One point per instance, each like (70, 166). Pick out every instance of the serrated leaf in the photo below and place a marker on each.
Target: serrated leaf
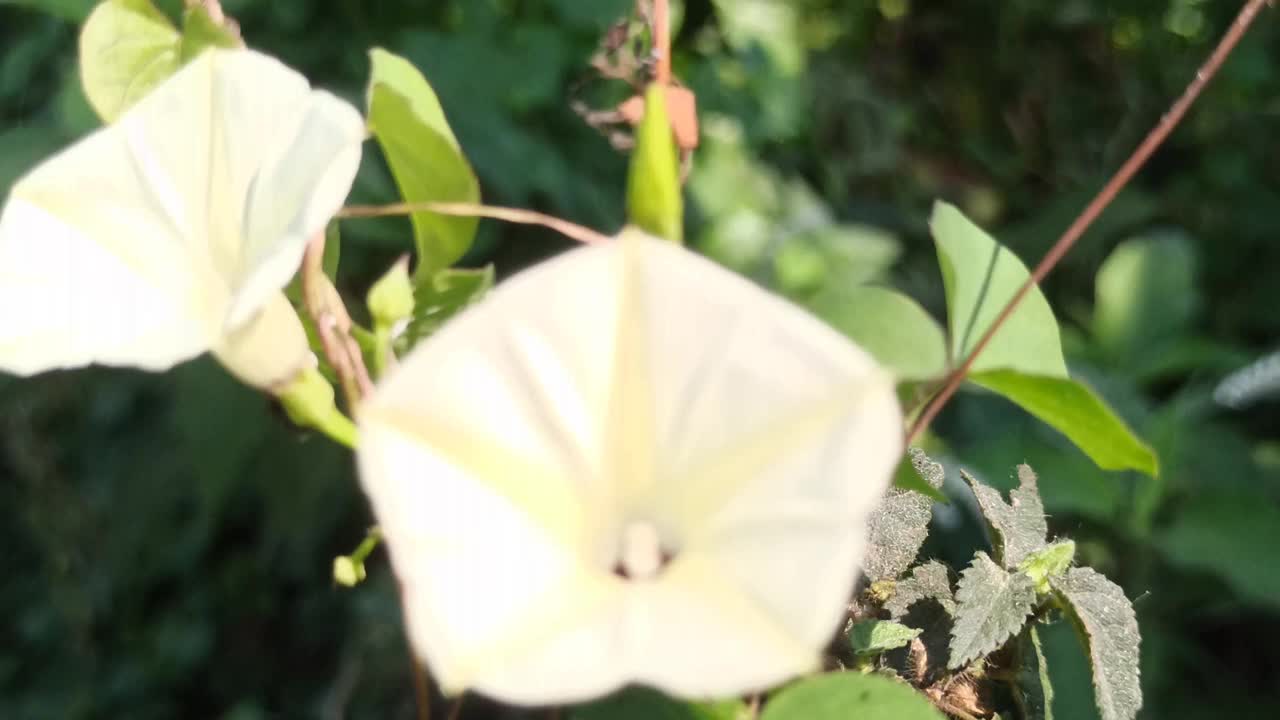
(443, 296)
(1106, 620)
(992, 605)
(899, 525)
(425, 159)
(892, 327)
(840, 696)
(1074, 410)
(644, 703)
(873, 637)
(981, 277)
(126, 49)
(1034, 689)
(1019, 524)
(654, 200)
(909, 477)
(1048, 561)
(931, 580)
_ _ _ _
Task goal
Please rewrite the entries above as a two-column CSV with the headers instruction and response, one row per entry. Put each entry's text and its answer in a single quoted field each, replace line breaks with spaces, and omit the pictures.

Task output
instruction,response
"One point per instance, each like (70, 166). Pick out every instance of the serrated leaf in the photo below and place a marker on each. Target: serrated leaf","(443, 296) (1106, 620) (992, 605) (899, 525) (425, 159) (892, 327) (840, 696) (1074, 410) (644, 703) (873, 637) (981, 277) (126, 49) (1034, 689) (1019, 524) (654, 200) (909, 477) (1048, 561) (931, 580)"